DIRECTIVE: In the material, take the part that opens with the line containing "the green lawn" and closes with the line containing "point(91, 270)". Write that part out again with "green lawn strip" changed to "grass verge" and nothing else altered.
══ INPUT FOR THIS TASK ══
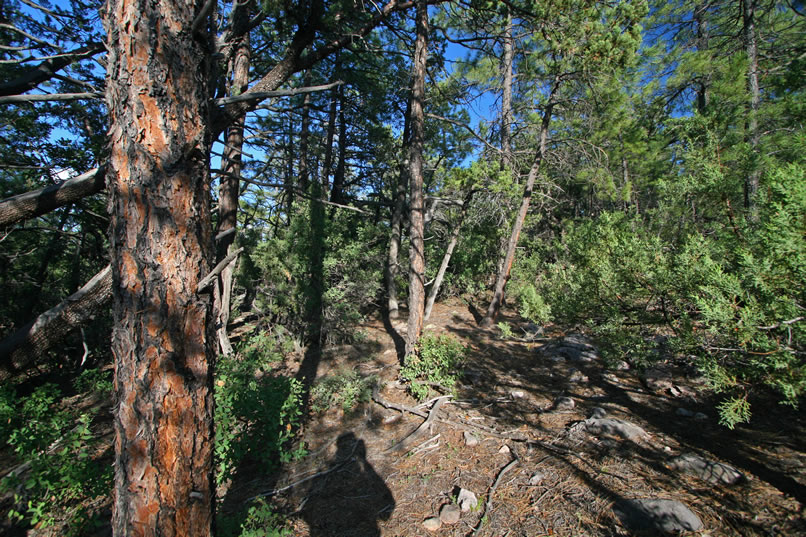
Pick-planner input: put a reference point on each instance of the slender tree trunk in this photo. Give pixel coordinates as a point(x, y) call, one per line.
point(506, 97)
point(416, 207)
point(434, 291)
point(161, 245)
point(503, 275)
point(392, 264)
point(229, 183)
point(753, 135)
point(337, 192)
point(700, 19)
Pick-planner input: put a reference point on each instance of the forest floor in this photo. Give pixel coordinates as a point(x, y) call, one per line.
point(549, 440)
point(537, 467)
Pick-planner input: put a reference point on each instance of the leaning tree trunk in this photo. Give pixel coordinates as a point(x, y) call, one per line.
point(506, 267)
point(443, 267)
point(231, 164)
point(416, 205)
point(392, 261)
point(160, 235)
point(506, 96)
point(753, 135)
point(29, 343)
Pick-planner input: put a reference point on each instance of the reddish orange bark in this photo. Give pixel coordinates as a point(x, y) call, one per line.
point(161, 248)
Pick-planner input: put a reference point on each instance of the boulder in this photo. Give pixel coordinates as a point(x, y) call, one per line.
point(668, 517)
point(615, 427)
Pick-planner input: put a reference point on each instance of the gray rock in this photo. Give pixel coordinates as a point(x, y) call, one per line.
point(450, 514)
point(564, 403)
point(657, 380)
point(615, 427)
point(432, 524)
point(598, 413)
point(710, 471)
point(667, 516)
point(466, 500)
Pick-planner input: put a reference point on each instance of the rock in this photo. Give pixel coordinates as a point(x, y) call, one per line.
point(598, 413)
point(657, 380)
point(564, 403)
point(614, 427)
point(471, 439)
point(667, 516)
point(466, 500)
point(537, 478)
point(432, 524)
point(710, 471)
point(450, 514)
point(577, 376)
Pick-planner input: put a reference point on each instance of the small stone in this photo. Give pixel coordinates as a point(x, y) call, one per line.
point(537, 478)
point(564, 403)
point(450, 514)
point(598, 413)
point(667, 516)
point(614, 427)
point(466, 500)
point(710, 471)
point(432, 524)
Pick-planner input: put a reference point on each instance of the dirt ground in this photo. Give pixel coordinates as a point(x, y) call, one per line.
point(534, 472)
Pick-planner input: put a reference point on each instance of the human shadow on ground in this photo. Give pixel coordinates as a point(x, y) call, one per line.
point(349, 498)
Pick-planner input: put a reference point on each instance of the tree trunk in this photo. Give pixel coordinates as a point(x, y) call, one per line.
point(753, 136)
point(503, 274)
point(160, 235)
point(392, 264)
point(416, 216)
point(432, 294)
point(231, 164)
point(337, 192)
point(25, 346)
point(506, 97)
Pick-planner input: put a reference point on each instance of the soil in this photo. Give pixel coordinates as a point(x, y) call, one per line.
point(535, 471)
═══
══ INPUT FOR THIS TASK ══
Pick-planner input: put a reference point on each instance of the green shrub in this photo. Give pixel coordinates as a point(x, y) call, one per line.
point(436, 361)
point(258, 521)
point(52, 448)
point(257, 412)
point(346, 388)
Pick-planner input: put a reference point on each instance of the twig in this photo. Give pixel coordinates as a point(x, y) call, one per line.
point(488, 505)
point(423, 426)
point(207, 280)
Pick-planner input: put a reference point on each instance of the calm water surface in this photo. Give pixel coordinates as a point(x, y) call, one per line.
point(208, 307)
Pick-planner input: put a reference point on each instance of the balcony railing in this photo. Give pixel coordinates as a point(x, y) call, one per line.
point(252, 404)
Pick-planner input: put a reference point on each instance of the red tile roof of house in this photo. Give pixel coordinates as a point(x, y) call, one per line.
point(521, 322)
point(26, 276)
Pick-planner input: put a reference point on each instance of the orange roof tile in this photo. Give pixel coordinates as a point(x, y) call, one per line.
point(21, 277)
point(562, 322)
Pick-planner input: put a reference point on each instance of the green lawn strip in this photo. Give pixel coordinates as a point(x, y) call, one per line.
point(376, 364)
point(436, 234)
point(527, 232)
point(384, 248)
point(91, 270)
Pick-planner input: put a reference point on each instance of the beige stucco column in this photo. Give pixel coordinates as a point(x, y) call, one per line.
═══
SOLUTION:
Pick-planner input: put a reference point on each instance of the grass verge in this photo. Give pixel coordinates as a point(x, y) call, one per line.
point(376, 364)
point(436, 234)
point(527, 232)
point(384, 248)
point(91, 270)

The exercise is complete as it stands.